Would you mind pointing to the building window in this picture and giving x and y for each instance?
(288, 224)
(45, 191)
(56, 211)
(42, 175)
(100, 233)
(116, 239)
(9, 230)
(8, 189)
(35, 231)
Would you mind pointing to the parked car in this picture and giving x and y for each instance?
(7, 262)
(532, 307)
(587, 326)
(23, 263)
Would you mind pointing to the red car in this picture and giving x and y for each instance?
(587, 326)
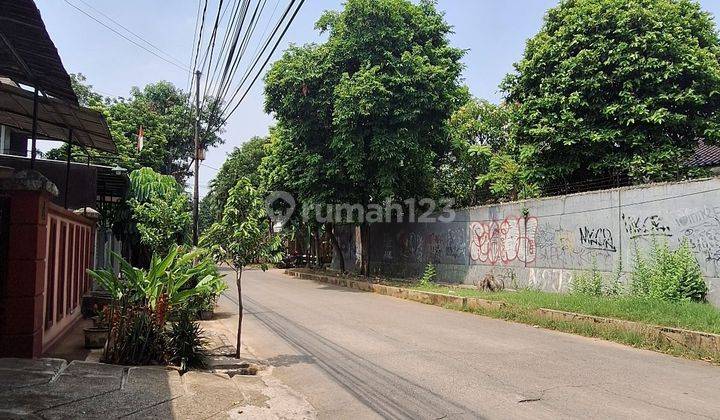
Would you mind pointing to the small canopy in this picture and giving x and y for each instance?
(89, 127)
(27, 54)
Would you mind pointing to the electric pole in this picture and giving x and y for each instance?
(196, 195)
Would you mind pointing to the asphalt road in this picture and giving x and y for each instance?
(362, 355)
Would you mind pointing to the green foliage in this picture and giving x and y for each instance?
(242, 162)
(243, 235)
(618, 87)
(428, 275)
(510, 174)
(136, 339)
(143, 299)
(484, 162)
(669, 275)
(156, 214)
(162, 286)
(364, 113)
(588, 283)
(187, 344)
(167, 119)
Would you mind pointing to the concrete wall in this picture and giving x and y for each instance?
(544, 243)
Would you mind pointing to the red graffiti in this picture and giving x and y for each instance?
(503, 241)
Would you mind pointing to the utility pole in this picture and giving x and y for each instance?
(196, 201)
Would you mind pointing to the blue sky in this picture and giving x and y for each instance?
(493, 32)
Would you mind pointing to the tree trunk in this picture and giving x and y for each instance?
(316, 239)
(365, 249)
(330, 228)
(238, 281)
(308, 252)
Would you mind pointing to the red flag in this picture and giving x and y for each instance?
(141, 138)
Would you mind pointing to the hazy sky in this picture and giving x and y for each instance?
(492, 31)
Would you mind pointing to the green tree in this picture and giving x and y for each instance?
(242, 162)
(484, 162)
(167, 119)
(243, 237)
(367, 109)
(613, 88)
(154, 217)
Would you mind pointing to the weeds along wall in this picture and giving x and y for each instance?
(543, 243)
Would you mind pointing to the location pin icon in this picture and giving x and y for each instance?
(279, 206)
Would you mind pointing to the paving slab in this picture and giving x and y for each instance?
(34, 372)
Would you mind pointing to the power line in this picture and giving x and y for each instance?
(192, 50)
(131, 32)
(125, 37)
(267, 59)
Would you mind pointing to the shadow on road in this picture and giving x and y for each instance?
(385, 392)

◇ ◇ ◇ ◇ ◇

Exercise requirements: Rewrite all of the material above with every "picture" changed to "image" and everything else kept the same. Leave the pictures out.

Correct output:
Would you mind pointing to the building window in this image and giving x and y for each instance?
(288, 224)
(45, 191)
(56, 211)
(42, 175)
(100, 233)
(116, 239)
(9, 230)
(8, 189)
(35, 231)
Would you mind pointing to the parked car in this image and giving x and y for each instance?
(7, 262)
(532, 307)
(587, 326)
(23, 263)
Would you mind pointing to the red car in this image and giving x and y for each instance?
(587, 326)
Would you mind pointing to the small canopy in this image and giving x and y for each instance?
(89, 127)
(27, 54)
Would you mind pointing to the electric pole in this image and giving x and y for each instance?
(196, 195)
Would you mind pointing to the asphalt road in this image and giving x and y for each instance?
(362, 355)
Would you mind pointing to the green foliage in this image and giving x and y for each instance?
(242, 162)
(243, 235)
(618, 87)
(428, 275)
(510, 174)
(136, 339)
(143, 299)
(484, 162)
(669, 275)
(156, 214)
(162, 286)
(364, 113)
(588, 283)
(187, 344)
(167, 119)
Would you mind pointing to the concrete wall in this image and giving x and y for each instance?
(544, 243)
Would you mind pointing to the red graffiti in this image and giving x and y for each instance?
(503, 241)
Would you mind pointing to the utility pole in this image and giving x and y for each instance?
(196, 201)
Would you mind pointing to the blue sky in this image and giving x and y for each instance?
(493, 32)
Would you mind pointing to the tree trunk in this image and giving x and y for each instance?
(316, 239)
(365, 249)
(330, 228)
(238, 281)
(308, 252)
Would you mind pointing to the red flag in this image and giving x and y for each instance?
(141, 138)
Would you mind pointing to the hazy sky in this image and giving x and y for each instance?
(492, 31)
Would you mind pointing to the green tree in this image and giving x and y for each instance?
(242, 162)
(484, 162)
(167, 119)
(243, 237)
(367, 109)
(613, 88)
(154, 217)
Would you mind pointing to the weeds along wall in this image and giving x and y for each instance?
(543, 243)
Would you mind pointing to the location pin icon in this image and giving x and y for each instance?
(279, 206)
Would you mind pointing to the paving slab in this image and giving x and y for each instance?
(34, 372)
Would you mind pointing to the power line in this image and giving x and y for each instance?
(192, 50)
(131, 32)
(125, 37)
(267, 59)
Would you mind pointing to the shadow on road in this image and giving x and y for each instance?
(385, 392)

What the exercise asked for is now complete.